What to produce
Pull out every line of the items below that contains the string "tower", and copy each one in full. Match case exactly.

━━━━

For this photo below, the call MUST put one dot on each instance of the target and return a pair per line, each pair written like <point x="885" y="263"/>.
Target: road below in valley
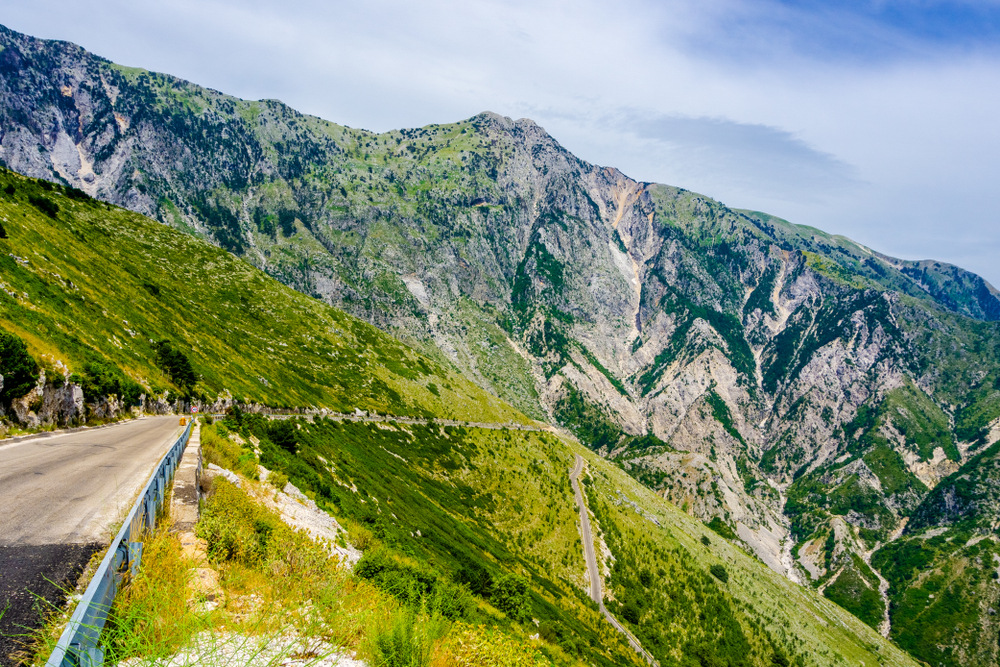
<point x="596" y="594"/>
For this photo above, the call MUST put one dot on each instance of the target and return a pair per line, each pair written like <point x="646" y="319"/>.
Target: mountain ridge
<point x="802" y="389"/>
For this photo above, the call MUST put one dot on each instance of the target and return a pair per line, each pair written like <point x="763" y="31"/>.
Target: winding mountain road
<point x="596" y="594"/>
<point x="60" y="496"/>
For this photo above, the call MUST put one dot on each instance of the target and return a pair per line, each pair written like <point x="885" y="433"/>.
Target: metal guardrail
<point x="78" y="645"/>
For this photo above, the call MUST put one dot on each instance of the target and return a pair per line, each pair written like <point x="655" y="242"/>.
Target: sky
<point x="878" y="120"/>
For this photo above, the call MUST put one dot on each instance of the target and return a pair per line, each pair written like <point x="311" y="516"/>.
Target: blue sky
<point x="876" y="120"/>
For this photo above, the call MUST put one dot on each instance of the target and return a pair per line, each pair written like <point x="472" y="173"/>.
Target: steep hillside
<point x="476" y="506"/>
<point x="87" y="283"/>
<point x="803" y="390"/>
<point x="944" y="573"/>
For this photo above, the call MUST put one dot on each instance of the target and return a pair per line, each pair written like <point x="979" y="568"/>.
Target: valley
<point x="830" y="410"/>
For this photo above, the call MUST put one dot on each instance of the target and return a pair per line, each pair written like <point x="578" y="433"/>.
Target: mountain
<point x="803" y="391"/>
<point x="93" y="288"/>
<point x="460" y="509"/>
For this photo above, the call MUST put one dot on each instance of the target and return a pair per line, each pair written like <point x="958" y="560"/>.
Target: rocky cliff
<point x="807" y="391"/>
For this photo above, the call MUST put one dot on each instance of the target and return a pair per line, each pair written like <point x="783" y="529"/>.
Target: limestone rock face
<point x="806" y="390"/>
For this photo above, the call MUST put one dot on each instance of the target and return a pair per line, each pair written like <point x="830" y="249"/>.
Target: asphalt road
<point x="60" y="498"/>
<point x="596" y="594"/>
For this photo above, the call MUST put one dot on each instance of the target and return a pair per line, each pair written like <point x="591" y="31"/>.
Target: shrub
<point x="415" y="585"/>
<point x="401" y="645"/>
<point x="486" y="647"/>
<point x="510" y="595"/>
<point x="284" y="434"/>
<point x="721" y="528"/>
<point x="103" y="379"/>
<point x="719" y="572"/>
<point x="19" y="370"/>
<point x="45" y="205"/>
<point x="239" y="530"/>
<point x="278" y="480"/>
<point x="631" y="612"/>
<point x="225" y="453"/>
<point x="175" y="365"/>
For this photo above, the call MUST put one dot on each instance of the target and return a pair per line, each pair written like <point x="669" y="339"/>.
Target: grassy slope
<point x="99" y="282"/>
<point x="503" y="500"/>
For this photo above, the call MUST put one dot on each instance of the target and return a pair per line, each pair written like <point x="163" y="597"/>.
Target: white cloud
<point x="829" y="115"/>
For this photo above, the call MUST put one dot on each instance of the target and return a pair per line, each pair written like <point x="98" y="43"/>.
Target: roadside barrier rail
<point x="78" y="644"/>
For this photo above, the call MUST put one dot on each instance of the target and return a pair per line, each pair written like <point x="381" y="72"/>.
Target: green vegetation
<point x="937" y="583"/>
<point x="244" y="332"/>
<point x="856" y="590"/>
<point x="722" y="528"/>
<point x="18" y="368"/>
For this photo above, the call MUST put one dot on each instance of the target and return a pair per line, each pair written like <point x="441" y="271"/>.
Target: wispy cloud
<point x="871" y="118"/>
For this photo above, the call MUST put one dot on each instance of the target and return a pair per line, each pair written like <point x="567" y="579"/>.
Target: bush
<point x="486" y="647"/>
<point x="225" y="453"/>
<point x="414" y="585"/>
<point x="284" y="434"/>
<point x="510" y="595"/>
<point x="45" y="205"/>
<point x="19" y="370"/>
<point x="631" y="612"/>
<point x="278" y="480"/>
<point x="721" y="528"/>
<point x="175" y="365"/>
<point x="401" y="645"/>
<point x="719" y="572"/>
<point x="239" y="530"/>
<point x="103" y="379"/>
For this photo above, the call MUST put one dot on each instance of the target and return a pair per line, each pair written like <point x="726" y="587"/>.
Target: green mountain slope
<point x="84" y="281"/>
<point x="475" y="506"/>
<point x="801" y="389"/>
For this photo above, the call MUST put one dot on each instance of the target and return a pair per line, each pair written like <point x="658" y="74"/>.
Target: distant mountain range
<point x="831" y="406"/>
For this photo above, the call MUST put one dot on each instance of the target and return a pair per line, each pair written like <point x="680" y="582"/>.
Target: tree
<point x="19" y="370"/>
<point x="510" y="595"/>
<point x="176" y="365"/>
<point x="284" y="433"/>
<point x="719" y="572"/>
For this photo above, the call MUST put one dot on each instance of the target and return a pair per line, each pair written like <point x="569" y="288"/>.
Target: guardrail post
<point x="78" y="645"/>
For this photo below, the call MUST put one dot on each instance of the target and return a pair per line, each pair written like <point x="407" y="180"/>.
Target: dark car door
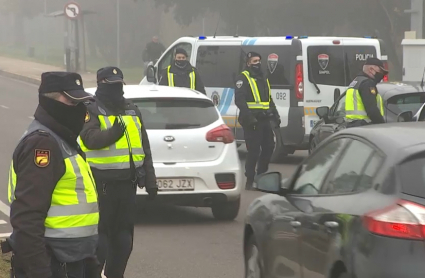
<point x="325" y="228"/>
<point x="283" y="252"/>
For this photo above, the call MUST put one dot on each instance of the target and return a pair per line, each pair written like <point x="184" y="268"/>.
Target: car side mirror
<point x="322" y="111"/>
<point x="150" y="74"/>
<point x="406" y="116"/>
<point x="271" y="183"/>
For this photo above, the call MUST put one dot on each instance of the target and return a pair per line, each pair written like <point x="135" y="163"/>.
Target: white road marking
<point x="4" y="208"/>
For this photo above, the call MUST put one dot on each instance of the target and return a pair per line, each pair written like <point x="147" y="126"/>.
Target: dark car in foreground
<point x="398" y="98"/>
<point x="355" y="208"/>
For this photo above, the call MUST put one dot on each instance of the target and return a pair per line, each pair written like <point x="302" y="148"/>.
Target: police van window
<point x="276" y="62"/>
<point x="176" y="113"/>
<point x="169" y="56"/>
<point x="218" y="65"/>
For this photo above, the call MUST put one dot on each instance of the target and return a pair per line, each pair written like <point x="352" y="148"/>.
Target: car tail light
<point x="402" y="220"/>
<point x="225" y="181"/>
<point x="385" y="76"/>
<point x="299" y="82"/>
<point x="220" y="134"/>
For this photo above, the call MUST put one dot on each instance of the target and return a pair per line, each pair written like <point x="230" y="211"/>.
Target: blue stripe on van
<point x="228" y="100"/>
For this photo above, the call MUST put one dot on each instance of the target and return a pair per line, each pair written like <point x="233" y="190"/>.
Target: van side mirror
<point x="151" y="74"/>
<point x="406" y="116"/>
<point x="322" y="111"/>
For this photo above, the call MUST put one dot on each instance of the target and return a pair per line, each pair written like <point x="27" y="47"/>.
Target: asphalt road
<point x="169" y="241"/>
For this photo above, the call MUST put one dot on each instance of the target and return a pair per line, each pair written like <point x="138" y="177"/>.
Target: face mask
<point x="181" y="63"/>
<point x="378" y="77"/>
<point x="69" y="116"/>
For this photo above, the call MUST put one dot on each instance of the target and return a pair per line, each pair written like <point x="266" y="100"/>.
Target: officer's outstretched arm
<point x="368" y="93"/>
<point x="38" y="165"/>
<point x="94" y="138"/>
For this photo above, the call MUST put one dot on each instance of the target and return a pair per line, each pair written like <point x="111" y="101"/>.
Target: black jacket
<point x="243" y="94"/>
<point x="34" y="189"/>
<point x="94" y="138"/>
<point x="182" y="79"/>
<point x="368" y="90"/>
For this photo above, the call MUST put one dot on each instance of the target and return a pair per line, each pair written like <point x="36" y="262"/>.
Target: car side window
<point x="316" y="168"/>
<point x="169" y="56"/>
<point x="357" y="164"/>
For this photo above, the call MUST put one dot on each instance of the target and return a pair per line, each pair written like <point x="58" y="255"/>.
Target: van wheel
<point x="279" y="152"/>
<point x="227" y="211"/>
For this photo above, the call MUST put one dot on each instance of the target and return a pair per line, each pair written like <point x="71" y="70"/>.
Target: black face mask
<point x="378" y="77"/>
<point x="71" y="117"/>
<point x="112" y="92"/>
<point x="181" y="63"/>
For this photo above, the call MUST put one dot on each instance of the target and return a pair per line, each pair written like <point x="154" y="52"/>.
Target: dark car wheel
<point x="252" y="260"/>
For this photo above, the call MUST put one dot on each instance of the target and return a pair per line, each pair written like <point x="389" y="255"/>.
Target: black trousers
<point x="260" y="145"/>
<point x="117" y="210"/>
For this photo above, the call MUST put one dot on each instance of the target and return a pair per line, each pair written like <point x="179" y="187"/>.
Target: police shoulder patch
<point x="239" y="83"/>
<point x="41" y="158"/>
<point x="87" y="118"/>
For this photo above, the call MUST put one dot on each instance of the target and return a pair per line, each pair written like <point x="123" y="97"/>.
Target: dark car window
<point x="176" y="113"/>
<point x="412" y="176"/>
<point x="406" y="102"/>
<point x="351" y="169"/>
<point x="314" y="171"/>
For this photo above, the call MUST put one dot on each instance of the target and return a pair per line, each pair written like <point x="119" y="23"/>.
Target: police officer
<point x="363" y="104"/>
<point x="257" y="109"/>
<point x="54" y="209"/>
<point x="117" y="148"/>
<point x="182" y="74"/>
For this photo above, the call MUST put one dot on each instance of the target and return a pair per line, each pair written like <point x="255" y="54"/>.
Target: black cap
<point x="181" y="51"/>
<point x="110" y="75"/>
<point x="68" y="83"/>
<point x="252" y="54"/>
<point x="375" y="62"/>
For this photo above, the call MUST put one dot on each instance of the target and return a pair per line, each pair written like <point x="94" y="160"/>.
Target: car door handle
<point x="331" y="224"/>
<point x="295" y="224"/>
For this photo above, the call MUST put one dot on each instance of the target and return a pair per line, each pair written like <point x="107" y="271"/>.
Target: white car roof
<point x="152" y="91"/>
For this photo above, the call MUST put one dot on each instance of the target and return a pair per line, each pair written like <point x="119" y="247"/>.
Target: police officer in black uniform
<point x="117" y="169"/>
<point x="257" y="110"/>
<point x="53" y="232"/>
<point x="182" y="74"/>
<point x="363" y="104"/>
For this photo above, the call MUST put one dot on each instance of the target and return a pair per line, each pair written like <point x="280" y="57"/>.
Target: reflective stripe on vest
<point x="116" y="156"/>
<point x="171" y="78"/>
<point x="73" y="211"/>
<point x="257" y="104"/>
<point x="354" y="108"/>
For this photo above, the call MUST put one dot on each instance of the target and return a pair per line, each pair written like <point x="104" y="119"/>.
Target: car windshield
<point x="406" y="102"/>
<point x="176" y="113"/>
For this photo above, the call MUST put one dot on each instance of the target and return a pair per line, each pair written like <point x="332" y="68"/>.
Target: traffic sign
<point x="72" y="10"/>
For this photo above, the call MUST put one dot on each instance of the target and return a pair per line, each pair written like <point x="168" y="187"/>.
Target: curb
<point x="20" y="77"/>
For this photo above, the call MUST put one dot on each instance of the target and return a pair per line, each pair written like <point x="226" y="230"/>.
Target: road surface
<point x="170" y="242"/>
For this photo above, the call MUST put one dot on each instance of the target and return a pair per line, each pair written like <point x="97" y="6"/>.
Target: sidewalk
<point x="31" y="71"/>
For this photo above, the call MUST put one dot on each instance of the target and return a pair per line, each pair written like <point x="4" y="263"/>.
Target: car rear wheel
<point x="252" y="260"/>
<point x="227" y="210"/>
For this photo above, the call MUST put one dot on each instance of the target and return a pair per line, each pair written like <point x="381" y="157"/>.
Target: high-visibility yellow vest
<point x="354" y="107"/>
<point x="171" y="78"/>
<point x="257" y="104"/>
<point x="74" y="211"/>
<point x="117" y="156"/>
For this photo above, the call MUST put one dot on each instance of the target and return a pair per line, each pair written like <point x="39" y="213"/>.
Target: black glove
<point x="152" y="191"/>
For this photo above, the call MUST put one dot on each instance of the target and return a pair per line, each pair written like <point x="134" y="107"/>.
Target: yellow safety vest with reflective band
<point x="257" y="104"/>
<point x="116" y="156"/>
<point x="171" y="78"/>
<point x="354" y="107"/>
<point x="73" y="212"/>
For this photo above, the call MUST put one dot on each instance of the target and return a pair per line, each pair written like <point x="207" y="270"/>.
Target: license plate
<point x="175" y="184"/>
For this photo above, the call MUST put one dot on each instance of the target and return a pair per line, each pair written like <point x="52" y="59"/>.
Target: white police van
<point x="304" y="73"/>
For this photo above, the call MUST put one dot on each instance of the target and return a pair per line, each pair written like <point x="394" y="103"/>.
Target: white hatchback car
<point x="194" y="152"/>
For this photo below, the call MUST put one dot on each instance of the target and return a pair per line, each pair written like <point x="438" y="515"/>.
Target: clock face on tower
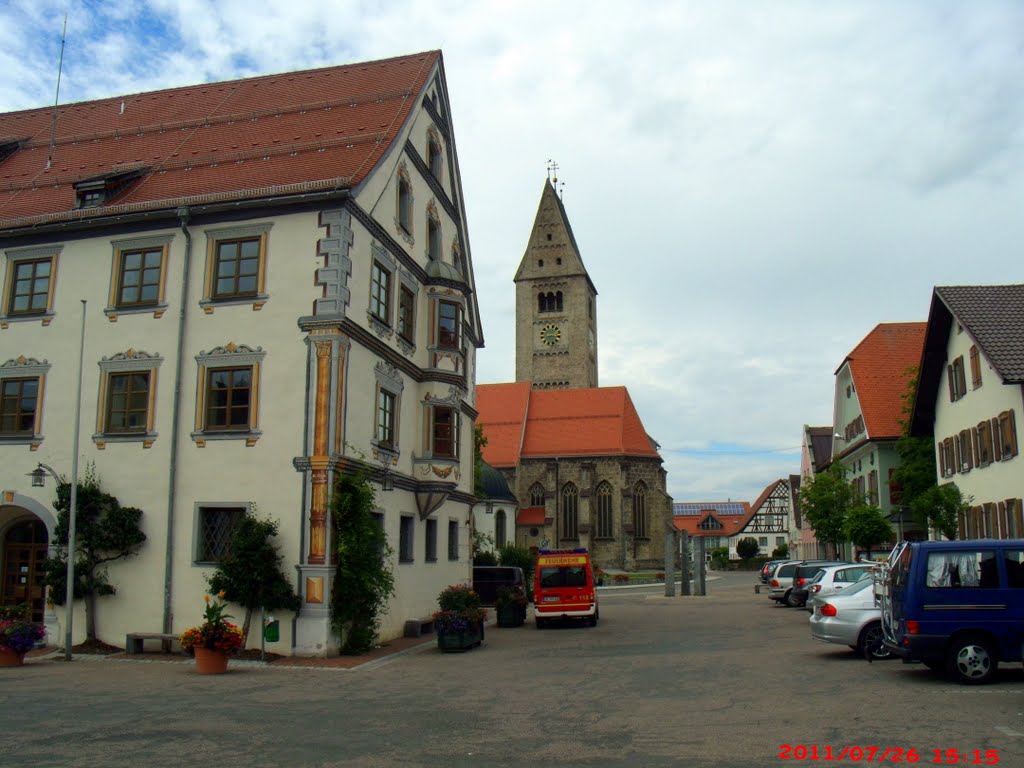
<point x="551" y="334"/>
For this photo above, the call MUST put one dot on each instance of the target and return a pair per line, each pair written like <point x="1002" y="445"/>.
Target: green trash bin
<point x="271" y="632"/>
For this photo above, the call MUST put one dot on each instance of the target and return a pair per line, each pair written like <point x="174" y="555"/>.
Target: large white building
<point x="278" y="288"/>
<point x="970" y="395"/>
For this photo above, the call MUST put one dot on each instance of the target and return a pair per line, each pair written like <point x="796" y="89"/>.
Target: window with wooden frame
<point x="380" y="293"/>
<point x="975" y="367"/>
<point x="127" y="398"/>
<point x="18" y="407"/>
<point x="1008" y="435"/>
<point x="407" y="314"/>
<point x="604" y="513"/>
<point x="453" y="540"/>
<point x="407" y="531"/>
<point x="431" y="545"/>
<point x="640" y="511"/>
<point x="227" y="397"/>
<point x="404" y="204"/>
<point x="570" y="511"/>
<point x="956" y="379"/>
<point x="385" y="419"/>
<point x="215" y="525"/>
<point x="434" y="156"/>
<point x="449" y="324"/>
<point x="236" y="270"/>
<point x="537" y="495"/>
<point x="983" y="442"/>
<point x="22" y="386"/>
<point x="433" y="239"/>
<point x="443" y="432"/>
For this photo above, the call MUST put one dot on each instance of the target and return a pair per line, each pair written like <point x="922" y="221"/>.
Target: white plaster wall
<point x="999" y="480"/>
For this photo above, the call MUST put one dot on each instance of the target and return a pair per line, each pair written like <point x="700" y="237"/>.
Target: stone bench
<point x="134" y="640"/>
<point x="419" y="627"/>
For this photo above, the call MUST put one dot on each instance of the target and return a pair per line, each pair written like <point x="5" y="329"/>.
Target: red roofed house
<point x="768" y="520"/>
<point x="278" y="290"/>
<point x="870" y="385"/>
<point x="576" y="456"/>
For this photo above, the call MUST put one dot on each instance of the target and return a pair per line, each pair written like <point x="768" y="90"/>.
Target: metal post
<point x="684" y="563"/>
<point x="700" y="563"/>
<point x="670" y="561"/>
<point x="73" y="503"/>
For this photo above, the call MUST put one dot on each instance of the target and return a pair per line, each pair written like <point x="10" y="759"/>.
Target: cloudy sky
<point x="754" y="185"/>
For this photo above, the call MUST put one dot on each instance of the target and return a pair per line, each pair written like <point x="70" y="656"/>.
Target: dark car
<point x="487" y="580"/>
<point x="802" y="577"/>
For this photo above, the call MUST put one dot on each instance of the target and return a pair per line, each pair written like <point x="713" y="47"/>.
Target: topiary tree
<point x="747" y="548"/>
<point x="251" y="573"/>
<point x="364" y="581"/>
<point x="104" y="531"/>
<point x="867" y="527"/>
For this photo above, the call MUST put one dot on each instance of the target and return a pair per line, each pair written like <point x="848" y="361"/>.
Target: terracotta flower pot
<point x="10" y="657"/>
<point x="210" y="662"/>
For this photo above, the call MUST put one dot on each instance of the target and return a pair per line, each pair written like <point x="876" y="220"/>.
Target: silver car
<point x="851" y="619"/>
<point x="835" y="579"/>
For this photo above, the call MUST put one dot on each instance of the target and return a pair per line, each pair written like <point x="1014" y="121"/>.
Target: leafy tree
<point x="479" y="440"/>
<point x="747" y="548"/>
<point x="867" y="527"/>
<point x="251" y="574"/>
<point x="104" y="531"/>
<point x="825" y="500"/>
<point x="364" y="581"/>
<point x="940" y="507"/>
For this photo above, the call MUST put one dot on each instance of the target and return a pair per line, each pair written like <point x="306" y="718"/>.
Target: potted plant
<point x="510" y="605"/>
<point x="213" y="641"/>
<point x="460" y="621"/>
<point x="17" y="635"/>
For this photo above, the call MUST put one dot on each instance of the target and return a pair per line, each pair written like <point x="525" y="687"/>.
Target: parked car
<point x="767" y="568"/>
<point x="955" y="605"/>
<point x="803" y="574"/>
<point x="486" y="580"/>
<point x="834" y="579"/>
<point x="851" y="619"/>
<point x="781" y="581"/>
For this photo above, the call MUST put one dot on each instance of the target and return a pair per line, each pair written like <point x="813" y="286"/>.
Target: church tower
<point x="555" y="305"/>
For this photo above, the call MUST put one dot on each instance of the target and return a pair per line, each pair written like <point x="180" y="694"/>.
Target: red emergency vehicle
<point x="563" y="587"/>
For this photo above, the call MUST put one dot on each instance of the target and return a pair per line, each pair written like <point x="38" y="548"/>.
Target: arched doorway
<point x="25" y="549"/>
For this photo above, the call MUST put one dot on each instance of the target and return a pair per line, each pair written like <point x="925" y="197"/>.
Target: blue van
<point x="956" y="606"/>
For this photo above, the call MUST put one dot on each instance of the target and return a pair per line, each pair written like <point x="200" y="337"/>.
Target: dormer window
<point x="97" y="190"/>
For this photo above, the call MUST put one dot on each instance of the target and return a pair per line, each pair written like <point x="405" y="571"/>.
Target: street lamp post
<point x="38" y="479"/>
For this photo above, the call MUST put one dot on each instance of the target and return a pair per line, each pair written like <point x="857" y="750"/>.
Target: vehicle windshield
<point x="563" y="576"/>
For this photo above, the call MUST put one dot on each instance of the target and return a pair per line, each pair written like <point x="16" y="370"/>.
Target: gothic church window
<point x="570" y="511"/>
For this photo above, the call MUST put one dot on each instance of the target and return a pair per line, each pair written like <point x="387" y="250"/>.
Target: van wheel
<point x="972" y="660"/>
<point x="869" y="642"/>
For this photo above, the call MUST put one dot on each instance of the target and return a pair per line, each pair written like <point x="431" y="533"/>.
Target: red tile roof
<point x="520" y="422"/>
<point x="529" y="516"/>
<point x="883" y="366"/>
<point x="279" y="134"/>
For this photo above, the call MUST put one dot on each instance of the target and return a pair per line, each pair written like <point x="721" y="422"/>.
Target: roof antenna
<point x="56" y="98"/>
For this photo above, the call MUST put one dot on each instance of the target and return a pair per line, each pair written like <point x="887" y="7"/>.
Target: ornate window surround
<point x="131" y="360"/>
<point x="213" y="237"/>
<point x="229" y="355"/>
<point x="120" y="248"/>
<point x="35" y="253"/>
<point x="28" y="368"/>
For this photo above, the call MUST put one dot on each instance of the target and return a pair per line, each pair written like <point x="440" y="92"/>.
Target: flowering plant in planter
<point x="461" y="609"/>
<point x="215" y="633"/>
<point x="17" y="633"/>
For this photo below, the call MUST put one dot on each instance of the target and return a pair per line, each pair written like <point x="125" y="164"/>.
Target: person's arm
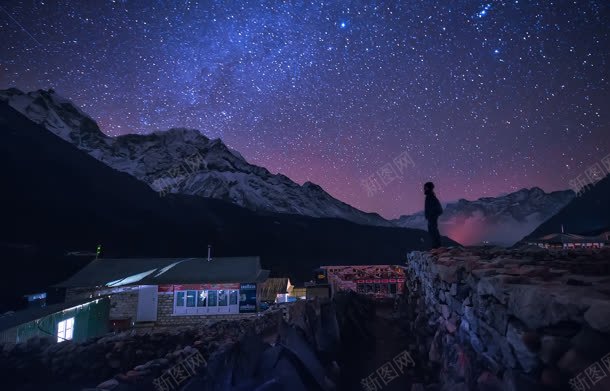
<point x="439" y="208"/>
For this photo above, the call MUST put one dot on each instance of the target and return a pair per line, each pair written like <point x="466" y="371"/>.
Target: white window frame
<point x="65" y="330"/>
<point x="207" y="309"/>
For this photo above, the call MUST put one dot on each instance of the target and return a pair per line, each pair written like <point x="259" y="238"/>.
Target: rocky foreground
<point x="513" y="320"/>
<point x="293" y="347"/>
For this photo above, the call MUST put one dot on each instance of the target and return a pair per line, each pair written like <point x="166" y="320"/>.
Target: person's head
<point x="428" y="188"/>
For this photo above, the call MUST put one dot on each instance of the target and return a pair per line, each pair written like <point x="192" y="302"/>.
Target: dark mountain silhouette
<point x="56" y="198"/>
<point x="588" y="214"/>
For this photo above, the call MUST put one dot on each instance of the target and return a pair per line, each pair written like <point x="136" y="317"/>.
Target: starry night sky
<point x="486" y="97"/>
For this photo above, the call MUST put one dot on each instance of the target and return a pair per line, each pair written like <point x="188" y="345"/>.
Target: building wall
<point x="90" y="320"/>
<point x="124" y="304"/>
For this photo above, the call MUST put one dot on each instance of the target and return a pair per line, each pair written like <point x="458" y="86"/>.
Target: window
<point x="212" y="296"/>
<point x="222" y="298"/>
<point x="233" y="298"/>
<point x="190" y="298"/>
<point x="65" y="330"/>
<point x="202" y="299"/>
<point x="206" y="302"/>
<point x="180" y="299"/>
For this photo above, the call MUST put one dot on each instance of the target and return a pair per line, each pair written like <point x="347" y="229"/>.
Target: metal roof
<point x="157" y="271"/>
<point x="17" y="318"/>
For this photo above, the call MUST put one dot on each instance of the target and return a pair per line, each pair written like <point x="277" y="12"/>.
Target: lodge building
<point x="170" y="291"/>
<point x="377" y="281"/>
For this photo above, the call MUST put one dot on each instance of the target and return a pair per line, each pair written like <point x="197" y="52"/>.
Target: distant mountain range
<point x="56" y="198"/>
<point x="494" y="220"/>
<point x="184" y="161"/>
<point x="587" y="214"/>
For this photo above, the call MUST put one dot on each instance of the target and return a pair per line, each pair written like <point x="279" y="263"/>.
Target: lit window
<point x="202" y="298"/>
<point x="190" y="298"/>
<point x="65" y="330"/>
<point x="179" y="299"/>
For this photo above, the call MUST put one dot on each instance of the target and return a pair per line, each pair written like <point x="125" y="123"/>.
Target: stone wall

━━━━

The answer
Target: clock face on tower
Target: church tower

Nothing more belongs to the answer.